Complete the following —
1. Answer from the article on the Dallas norms:
(a) On what date was the letter from Rome written?
(b) Which Vatican office does Cardinal Giovanni Battista Re head?
(c) On what date did Gregory hold the news briefing?
2. Please extract the passage of the article on the Dallas norms between "Commission to review" and "the Dallas program.", inclusive.

Commission to review norms

By JOHN L. ALLEN JR.
Chicago

Despite efforts by the U.S. bishops to avoid an air of crisis, the long-awaited response from Rome to their Dallas sex abuse norms has generated divisions that may prove difficult to resolve, both inside the Vatican and in the court of American Catholic opinion.

The response came in an Oct. 14 letter from Cardinal Giovanni Battista Re, prefect of the Congregation for Bishops, to Bishop Wilton Gregory, president of the U.S. bishops’ conference, which said that changes would be necessary before Rome will sign off on the Dallas program.

In an Oct. 18 news briefing, Gregory listed the key issues, long familiar to observers:

  • The role and powers of lay review boards;
  • The definition of sexual abuse;
  • Due process guarantees for accused priests.

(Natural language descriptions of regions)

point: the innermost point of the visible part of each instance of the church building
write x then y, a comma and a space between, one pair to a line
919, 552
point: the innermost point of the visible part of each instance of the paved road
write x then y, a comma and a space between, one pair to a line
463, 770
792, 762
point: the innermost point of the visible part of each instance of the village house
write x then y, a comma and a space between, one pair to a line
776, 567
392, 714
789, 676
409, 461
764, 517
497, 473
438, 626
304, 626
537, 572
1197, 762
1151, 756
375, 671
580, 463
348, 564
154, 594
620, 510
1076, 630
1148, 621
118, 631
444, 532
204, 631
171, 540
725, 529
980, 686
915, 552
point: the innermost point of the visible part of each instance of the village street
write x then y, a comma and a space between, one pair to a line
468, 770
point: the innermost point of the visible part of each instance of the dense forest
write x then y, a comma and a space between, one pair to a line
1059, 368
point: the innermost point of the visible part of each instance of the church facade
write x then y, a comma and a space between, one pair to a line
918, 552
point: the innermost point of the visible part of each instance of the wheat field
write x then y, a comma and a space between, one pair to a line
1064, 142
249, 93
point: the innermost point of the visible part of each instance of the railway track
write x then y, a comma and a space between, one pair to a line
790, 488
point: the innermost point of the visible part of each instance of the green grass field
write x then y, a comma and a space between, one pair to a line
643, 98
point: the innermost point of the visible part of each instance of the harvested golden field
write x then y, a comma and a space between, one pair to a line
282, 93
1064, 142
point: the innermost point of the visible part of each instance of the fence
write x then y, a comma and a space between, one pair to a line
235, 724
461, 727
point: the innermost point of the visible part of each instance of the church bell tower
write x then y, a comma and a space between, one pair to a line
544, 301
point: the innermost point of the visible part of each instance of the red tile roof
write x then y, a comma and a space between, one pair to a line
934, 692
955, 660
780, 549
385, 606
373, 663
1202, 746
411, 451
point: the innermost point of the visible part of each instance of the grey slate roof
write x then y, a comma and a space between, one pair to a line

Replies —
1.
(a) Oct. 14
(b) The Congregation for Bishops
(c) Oct. 18

2.
Commission to review norms

By JOHN L. ALLEN JR.
Chicago

Despite efforts by the U.S. bishops to avoid an air of crisis, the long-awaited response from Rome to their Dallas sex abuse norms has generated divisions that may prove difficult to resolve, both inside the Vatican and in the court of American Catholic opinion.

The response came in an Oct. 14 letter from Cardinal Giovanni Battista Re, prefect of the Congregation for Bishops, to Bishop Wilton Gregory, president of the U.S. bishops’ conference, which said that changes would be necessary before Rome will sign off on the Dallas program.